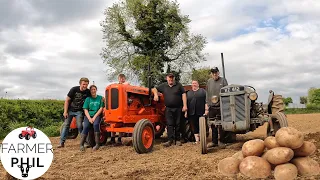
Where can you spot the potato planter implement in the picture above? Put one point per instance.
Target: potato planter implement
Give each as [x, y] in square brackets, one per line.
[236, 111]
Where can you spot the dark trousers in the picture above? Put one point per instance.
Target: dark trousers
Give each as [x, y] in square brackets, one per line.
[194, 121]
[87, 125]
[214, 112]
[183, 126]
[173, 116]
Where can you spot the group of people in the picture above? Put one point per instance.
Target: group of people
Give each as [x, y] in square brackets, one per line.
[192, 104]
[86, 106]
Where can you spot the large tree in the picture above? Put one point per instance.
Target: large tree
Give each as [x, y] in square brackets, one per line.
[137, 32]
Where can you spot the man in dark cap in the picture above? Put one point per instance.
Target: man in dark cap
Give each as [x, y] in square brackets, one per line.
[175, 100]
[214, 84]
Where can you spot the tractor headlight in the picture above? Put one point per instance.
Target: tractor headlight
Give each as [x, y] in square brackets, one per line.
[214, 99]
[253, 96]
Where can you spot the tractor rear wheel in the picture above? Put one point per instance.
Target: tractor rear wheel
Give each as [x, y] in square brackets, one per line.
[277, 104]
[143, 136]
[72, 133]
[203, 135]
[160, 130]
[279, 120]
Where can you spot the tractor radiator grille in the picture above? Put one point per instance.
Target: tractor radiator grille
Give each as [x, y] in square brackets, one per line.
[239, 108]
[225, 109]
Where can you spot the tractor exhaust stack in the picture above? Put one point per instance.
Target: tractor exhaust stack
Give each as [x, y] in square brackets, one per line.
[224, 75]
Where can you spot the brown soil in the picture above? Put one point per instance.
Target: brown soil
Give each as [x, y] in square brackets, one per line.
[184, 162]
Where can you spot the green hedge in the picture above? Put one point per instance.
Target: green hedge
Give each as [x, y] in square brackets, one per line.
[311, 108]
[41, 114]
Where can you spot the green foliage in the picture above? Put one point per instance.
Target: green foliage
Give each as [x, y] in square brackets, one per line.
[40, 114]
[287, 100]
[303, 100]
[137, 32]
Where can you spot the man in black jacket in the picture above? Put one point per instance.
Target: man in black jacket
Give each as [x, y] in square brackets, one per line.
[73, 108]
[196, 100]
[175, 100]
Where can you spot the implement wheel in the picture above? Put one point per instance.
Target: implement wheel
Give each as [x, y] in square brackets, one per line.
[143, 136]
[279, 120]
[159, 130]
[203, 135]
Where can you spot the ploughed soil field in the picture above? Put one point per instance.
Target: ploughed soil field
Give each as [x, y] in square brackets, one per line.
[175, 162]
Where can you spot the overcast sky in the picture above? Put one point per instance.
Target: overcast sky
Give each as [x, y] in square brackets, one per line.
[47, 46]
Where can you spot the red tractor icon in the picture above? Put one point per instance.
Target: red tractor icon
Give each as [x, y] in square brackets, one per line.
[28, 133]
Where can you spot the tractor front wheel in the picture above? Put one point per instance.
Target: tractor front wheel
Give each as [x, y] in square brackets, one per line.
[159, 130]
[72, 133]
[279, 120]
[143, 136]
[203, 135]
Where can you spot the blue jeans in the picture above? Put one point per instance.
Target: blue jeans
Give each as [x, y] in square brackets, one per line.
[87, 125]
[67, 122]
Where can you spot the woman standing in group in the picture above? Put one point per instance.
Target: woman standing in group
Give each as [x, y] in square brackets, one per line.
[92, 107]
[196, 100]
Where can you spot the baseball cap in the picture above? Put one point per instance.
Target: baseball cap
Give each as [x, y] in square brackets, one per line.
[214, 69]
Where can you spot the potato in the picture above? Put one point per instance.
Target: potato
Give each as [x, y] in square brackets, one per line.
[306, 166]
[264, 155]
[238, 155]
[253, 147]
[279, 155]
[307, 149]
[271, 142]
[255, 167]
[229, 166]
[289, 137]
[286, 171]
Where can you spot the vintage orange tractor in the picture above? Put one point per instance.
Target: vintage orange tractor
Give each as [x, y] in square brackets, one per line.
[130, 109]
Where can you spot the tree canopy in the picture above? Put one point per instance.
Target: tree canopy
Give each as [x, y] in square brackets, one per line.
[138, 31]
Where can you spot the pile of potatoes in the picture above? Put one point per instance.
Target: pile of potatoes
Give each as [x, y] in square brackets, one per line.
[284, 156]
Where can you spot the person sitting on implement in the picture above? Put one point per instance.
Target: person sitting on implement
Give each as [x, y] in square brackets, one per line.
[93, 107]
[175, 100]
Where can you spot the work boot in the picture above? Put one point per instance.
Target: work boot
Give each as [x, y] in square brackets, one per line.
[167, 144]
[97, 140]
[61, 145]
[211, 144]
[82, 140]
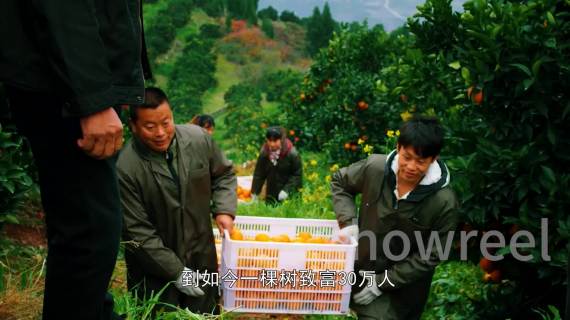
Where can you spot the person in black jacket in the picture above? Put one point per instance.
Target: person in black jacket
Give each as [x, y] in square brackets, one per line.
--------------------------------------------------
In the records above, find each line that mentions the word "pile", and copy it.

Task solution ::
Where can you spot the pile of potatoes in the picture above? Put one point per instance.
Target: pile of potatoes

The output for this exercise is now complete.